DATA PROVIDED:
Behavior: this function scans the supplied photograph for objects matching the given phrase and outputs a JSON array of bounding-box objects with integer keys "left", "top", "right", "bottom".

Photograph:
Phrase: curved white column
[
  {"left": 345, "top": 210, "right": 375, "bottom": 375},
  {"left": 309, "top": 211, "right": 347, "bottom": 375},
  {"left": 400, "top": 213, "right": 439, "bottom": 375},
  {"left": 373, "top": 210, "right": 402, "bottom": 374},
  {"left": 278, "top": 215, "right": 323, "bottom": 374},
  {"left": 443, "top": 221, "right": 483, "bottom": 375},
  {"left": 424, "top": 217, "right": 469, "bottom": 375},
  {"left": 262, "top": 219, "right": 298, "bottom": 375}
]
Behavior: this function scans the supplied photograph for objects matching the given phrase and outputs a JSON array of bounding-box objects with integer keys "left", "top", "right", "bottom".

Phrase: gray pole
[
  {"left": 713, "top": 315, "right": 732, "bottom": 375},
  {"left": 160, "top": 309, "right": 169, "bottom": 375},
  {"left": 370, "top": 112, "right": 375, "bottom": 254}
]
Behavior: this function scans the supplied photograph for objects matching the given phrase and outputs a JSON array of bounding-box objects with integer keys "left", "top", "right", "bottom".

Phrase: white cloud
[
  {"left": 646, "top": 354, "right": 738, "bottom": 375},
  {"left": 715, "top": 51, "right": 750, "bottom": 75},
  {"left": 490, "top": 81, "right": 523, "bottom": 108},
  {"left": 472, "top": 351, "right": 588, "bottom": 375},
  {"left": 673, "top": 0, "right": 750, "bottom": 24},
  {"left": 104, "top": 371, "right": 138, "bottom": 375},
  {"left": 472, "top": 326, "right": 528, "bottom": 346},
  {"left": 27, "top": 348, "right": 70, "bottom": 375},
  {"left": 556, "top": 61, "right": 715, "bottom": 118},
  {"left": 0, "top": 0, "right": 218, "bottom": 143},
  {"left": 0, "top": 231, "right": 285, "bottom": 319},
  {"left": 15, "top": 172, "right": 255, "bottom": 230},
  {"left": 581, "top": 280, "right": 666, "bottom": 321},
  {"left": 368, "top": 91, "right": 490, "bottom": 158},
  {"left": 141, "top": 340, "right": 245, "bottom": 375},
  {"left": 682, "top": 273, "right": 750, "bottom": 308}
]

EXERCISE OBJECTIVE:
The full listing above needs to be output exactly.

RESPONSE FOR THIS EXERCISE:
Behavior: this function scans the supplied photograph for objects matching the given phrase and outputs a JSON array of bounding-box objects with integer keys "left", "top", "right", "bottom".

Photograph:
Phrase: curved white column
[
  {"left": 345, "top": 210, "right": 375, "bottom": 375},
  {"left": 309, "top": 211, "right": 347, "bottom": 375},
  {"left": 400, "top": 213, "right": 439, "bottom": 375},
  {"left": 373, "top": 210, "right": 402, "bottom": 374},
  {"left": 278, "top": 215, "right": 323, "bottom": 374},
  {"left": 443, "top": 221, "right": 483, "bottom": 375},
  {"left": 424, "top": 217, "right": 469, "bottom": 375},
  {"left": 262, "top": 219, "right": 298, "bottom": 375}
]
Behavior: this function scans the supplied photograph for objects matching the given phrase and outputs a JSON array of bounding-box objects with integer keys "left", "top", "right", "bottom".

Phrase: gray pole
[
  {"left": 713, "top": 315, "right": 732, "bottom": 375},
  {"left": 160, "top": 309, "right": 169, "bottom": 375},
  {"left": 370, "top": 112, "right": 375, "bottom": 254}
]
Behavior: this function scans the supplied photograph for objects matching the given phrase and outputs a JSON array of bounding-box objects with integer keys "left", "top", "right", "bottom".

Phrase: white cloud
[
  {"left": 646, "top": 354, "right": 738, "bottom": 375},
  {"left": 715, "top": 51, "right": 750, "bottom": 75},
  {"left": 490, "top": 81, "right": 523, "bottom": 108},
  {"left": 472, "top": 351, "right": 588, "bottom": 375},
  {"left": 673, "top": 0, "right": 750, "bottom": 24},
  {"left": 104, "top": 371, "right": 138, "bottom": 375},
  {"left": 472, "top": 326, "right": 528, "bottom": 346},
  {"left": 27, "top": 348, "right": 70, "bottom": 375},
  {"left": 556, "top": 61, "right": 715, "bottom": 118},
  {"left": 0, "top": 0, "right": 218, "bottom": 143},
  {"left": 0, "top": 231, "right": 285, "bottom": 319},
  {"left": 15, "top": 172, "right": 255, "bottom": 230},
  {"left": 581, "top": 280, "right": 666, "bottom": 321},
  {"left": 368, "top": 91, "right": 490, "bottom": 158},
  {"left": 141, "top": 340, "right": 245, "bottom": 375},
  {"left": 682, "top": 273, "right": 750, "bottom": 308}
]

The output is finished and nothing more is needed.